+++ Information provided +++
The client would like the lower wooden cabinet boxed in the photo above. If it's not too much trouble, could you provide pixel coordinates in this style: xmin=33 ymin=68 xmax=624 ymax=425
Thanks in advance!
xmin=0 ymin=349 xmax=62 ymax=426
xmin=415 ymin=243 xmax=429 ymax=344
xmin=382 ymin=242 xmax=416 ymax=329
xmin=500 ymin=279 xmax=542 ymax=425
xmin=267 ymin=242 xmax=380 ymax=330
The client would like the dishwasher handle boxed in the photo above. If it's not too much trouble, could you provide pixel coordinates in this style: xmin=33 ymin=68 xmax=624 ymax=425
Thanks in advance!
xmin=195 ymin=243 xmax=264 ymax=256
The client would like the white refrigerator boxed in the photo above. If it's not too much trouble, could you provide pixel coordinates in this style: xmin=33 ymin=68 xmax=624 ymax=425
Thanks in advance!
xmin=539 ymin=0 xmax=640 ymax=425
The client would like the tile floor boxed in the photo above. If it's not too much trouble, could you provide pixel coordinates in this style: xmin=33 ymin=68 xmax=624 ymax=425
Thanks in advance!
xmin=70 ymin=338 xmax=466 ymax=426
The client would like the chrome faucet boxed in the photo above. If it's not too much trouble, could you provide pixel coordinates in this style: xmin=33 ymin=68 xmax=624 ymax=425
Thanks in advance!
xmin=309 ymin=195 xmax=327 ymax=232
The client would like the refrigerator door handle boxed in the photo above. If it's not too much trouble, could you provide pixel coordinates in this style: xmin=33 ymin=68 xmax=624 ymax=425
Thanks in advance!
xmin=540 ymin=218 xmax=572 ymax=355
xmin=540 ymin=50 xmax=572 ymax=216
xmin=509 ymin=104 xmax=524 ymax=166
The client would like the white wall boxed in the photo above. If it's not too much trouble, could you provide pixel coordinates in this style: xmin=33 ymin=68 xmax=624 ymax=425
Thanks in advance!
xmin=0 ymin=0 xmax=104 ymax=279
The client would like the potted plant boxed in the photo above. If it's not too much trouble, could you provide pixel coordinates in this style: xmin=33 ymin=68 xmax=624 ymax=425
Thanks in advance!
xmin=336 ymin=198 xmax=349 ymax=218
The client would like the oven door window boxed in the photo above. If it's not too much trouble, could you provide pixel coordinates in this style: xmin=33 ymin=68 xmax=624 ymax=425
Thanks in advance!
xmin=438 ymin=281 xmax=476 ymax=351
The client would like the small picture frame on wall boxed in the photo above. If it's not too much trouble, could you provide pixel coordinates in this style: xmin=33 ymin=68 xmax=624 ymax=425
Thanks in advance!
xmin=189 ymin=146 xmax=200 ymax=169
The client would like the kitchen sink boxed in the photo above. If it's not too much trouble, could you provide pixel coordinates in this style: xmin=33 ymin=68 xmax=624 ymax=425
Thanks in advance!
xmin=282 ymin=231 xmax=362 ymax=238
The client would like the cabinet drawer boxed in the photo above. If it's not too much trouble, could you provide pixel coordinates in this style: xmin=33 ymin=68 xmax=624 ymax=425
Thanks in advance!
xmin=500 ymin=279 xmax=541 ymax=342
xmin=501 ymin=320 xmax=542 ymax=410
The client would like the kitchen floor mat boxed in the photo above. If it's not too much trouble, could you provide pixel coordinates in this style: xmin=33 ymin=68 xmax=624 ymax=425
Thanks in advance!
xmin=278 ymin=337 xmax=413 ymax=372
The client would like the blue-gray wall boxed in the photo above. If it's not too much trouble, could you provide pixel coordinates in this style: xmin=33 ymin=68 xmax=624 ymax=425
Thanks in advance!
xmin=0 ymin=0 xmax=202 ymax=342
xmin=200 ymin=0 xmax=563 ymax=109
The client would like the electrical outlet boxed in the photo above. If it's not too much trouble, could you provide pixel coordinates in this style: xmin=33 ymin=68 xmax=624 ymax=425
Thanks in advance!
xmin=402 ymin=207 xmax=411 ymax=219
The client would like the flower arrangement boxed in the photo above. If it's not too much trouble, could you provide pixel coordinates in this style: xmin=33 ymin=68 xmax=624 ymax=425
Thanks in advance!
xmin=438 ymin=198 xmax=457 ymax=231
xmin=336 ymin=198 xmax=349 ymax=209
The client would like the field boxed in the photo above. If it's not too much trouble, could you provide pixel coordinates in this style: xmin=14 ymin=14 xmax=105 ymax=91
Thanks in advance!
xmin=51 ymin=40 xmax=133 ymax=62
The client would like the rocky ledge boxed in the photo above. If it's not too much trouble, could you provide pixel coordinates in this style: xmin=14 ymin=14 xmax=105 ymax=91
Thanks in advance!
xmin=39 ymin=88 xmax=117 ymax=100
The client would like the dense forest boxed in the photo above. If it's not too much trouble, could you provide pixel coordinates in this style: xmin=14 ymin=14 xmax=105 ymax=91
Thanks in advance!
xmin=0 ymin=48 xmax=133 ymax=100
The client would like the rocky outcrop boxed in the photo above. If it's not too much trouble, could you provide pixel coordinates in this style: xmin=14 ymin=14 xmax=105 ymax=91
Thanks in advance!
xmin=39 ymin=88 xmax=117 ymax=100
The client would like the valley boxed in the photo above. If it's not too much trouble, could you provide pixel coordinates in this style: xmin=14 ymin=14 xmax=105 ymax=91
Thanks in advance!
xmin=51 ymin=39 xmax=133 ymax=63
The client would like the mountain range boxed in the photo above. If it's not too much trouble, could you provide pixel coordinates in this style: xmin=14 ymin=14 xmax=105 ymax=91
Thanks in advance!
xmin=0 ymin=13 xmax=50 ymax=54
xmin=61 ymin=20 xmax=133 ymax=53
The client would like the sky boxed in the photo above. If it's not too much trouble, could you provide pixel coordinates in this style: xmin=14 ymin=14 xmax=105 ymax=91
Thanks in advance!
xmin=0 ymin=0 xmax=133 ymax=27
+++
# Directions
Copy out all of the data above word for word, with every line kept as it appears.

# Result
The client would like the lower wooden cabinet boxed in the photo above. If it's not too much trouble, could you provide pixel coordinates in this style: xmin=33 ymin=68 xmax=624 ymax=425
Thanks in advance!
xmin=0 ymin=349 xmax=62 ymax=426
xmin=415 ymin=243 xmax=429 ymax=344
xmin=382 ymin=242 xmax=416 ymax=329
xmin=500 ymin=279 xmax=542 ymax=425
xmin=267 ymin=242 xmax=380 ymax=330
The client would like the dishwasher handle boxed in the photo above. If it's not too much trouble, could you provide pixel coordinates in this style: xmin=33 ymin=68 xmax=624 ymax=425
Thanks in advance!
xmin=195 ymin=243 xmax=264 ymax=256
The client would like the white refrigerator boxed in the photo above. If it's not too much trouble, could you provide pixel coordinates in this style: xmin=33 ymin=68 xmax=624 ymax=425
Thanks in advance!
xmin=539 ymin=0 xmax=640 ymax=425
The client would like the tile floor boxed in the photo above. If it's not too much trouble, could you provide pixel coordinates in this style: xmin=33 ymin=68 xmax=624 ymax=425
Thanks in advance!
xmin=70 ymin=338 xmax=466 ymax=426
The client would like the chrome faucet boxed in the photo above. If it's not too much trouble, could you provide pixel coordinates in this style: xmin=33 ymin=68 xmax=624 ymax=425
Thanks in advance!
xmin=309 ymin=195 xmax=327 ymax=232
The client would like the refrigerator door handle boxed in the photo above. If it's not too much trouble, could you provide pixel coordinates in this style: xmin=33 ymin=68 xmax=624 ymax=425
Thanks in advance!
xmin=540 ymin=218 xmax=572 ymax=355
xmin=540 ymin=50 xmax=572 ymax=216
xmin=509 ymin=104 xmax=524 ymax=166
The client would like the white wall boxed in the photo above. If it's not too much trouble, could you provide pixel coordinates in this style: xmin=33 ymin=68 xmax=624 ymax=425
Thanks in advance!
xmin=0 ymin=0 xmax=104 ymax=279
The client would like the potted plant boxed in the photo above. If it's not too much trouble, could you provide pixel coordinates in this style: xmin=33 ymin=68 xmax=624 ymax=425
Thanks in advance!
xmin=336 ymin=198 xmax=349 ymax=218
The client would like the oven door window boxed in the photo above. If it's not too much trouble, could you provide pixel coordinates in this style: xmin=33 ymin=68 xmax=624 ymax=425
Thanks in advance!
xmin=438 ymin=281 xmax=476 ymax=351
The client would like the small picture frame on wall boxed in the photo above. If it's not too much trouble, could you provide pixel coordinates in this style: xmin=33 ymin=68 xmax=624 ymax=425
Thanks in advance!
xmin=189 ymin=146 xmax=200 ymax=169
The client would like the kitchen sink boxed in the photo above. If it's not too much trouble, could you provide pixel coordinates in this style: xmin=33 ymin=68 xmax=624 ymax=425
Thanks in advance!
xmin=282 ymin=231 xmax=362 ymax=238
The client would like the cabinet drawer boxed in the photo above. If it's not too much trouble, could you provide pixel coordinates in this style: xmin=33 ymin=68 xmax=624 ymax=425
Thanks in advance!
xmin=500 ymin=279 xmax=541 ymax=342
xmin=501 ymin=320 xmax=542 ymax=410
The client would like the kitchen floor mat boxed in the photo above. If it's not too much trouble, could you provide pixel coordinates in this style: xmin=33 ymin=68 xmax=624 ymax=425
Thanks in advance!
xmin=278 ymin=337 xmax=413 ymax=372
The client would like the blue-gray wall boxed in the photo above. If it's not too much trouble, could you provide pixel coordinates in this style: xmin=33 ymin=68 xmax=624 ymax=425
Thanks in advance!
xmin=0 ymin=0 xmax=202 ymax=342
xmin=200 ymin=0 xmax=563 ymax=109
The client would like the electrical outlet boxed in the photo above. If it's not too much trouble, could you provide pixel coordinates in this style: xmin=33 ymin=68 xmax=624 ymax=425
Thanks in advance!
xmin=402 ymin=207 xmax=411 ymax=219
The client would like the flower arrangement boxed in the photo above. If it's not too much trouble, could you provide pixel coordinates in this style: xmin=33 ymin=68 xmax=624 ymax=425
Thanks in advance!
xmin=438 ymin=198 xmax=457 ymax=231
xmin=336 ymin=198 xmax=349 ymax=209
The client would like the field boxed in the photo above. If it's not too much trouble, could you provide pixel coordinates in this style: xmin=14 ymin=14 xmax=105 ymax=91
Thanks in advance!
xmin=51 ymin=40 xmax=133 ymax=62
The client would like the rocky ledge boxed in the photo above. If it's not too much trouble, could you provide pixel coordinates in this style: xmin=14 ymin=14 xmax=105 ymax=91
Thanks in advance!
xmin=39 ymin=88 xmax=117 ymax=100
The client would like the dense forest boxed in the photo above. If it's not too much trouble, could you provide pixel coordinates in this style: xmin=14 ymin=14 xmax=105 ymax=91
Thanks in advance!
xmin=0 ymin=48 xmax=133 ymax=100
The client would like the rocky outcrop boxed in the photo above. If it's not too much trouble, could you provide pixel coordinates in this style: xmin=14 ymin=14 xmax=105 ymax=91
Thanks in advance!
xmin=39 ymin=88 xmax=117 ymax=100
The client would like the valley boxed in the photo above. If it's not too much trouble, could you provide pixel coordinates in this style: xmin=14 ymin=14 xmax=105 ymax=91
Thanks in advance!
xmin=51 ymin=39 xmax=133 ymax=63
The client would like the mountain range boxed in the photo above. If it's not too much trouble, could you provide pixel coordinates in this style: xmin=14 ymin=14 xmax=105 ymax=91
Thanks in advance!
xmin=0 ymin=13 xmax=50 ymax=54
xmin=61 ymin=20 xmax=133 ymax=53
The client would like the sky boxed in the photo above. If it's not too much trouble, could you provide pixel coordinates in this style: xmin=14 ymin=14 xmax=105 ymax=91
Thanks in advance!
xmin=0 ymin=0 xmax=133 ymax=27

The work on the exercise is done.